• **Exercise**
Please render the records from the line containing "Task: indicate the light" down to the line containing "x=132 y=219", both ends included, as a two-column CSV with the header text,answer and one row per record. Put each field in quotation marks, replace line breaks with spaces, cover only that stretch, and leave the pictures out.

• **Raw data**
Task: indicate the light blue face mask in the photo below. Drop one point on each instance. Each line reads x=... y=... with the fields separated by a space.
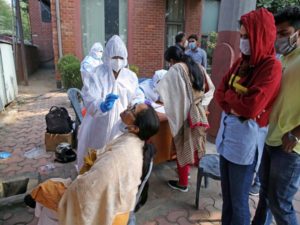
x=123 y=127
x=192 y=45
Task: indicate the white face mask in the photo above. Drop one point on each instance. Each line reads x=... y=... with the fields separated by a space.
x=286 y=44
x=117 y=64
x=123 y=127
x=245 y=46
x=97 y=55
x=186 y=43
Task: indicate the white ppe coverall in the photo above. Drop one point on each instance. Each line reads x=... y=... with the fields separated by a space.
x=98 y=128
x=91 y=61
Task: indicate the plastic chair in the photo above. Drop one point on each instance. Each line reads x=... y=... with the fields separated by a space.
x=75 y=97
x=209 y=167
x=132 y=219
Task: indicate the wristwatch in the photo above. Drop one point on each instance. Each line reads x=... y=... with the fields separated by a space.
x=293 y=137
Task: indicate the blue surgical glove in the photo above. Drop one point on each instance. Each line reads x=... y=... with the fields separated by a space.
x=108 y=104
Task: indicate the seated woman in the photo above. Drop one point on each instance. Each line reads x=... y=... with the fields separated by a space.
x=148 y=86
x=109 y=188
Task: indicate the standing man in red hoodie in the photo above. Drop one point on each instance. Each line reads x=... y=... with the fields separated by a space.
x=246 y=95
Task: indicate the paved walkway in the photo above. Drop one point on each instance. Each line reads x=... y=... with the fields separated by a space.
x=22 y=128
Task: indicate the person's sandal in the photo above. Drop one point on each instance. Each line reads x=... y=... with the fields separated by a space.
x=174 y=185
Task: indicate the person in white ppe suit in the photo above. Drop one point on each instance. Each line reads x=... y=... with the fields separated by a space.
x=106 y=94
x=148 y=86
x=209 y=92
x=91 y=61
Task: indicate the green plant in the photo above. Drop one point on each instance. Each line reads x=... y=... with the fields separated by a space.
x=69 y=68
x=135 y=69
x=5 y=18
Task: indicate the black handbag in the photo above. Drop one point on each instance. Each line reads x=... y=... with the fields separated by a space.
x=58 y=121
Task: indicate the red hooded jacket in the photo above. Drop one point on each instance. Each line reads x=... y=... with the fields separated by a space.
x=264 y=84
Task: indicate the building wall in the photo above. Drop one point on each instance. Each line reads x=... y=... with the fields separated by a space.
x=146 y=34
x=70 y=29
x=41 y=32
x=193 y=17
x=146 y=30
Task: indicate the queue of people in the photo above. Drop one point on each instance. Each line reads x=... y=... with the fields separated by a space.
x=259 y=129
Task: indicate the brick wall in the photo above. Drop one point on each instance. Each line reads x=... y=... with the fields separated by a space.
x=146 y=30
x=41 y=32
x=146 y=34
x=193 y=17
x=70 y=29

==

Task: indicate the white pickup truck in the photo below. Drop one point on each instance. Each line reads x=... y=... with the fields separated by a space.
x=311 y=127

--

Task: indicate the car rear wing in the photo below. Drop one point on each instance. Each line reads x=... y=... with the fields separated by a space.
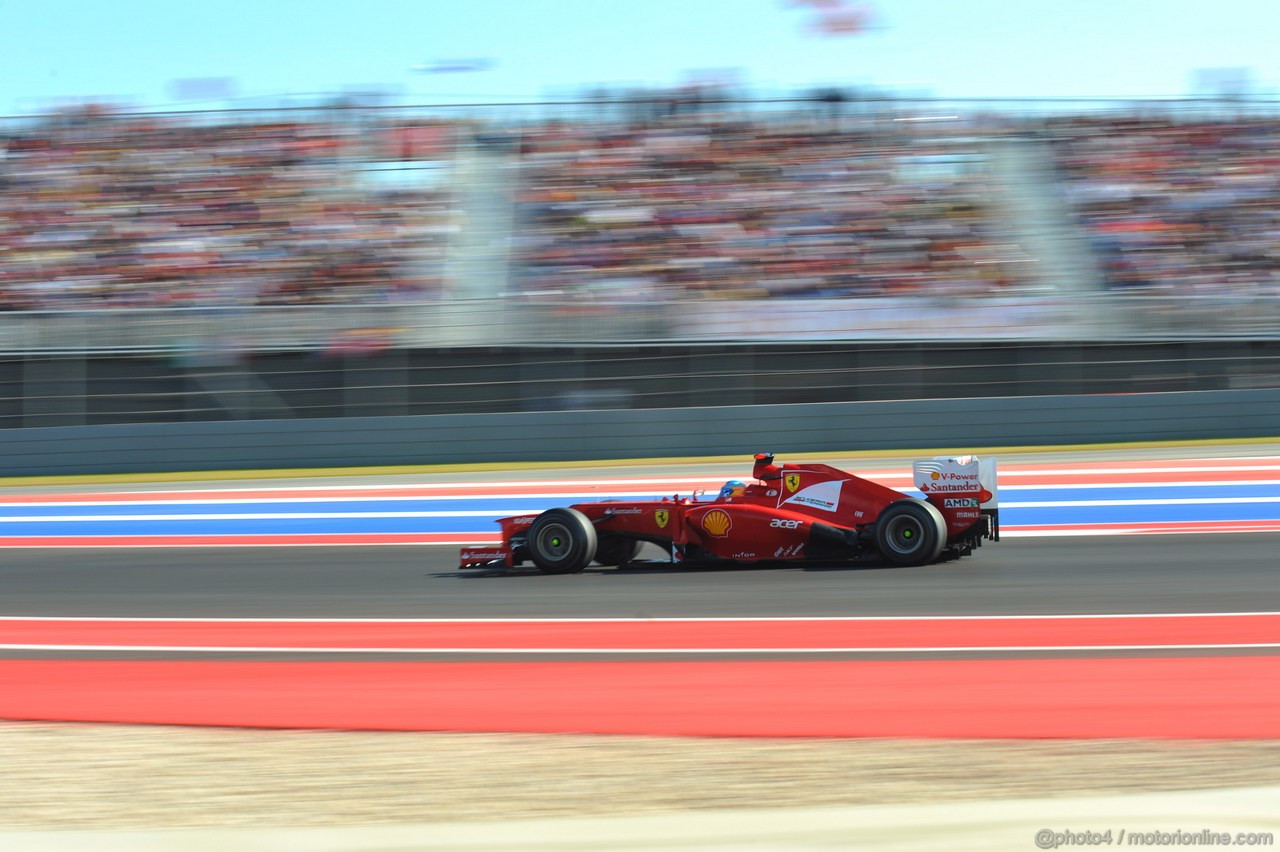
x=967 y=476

• **Task response**
text,answer
"Task: indicate the light blue face mask in the photo below. Drop one point on each instance. Each line reads x=... y=... with the fields separated by a space.","x=123 y=127 x=192 y=45"
"Task: indicate the white face mask in the photo above. Drop one point on each instance. Each line reads x=... y=... with the fields separated by a space.","x=286 y=44 x=117 y=64 x=123 y=127 x=245 y=46 x=97 y=55 x=186 y=43"
"Task: indicate the white ppe coverall in the photo above. Drop one point on each instance. Each line reads x=... y=... with the fields separated by a space.","x=98 y=128 x=91 y=61"
"Task: indicate the plastic chair in the photo above. Drop one point on each instance. Each line reads x=... y=... with the fields separated by a space.","x=75 y=97 x=209 y=167 x=132 y=219"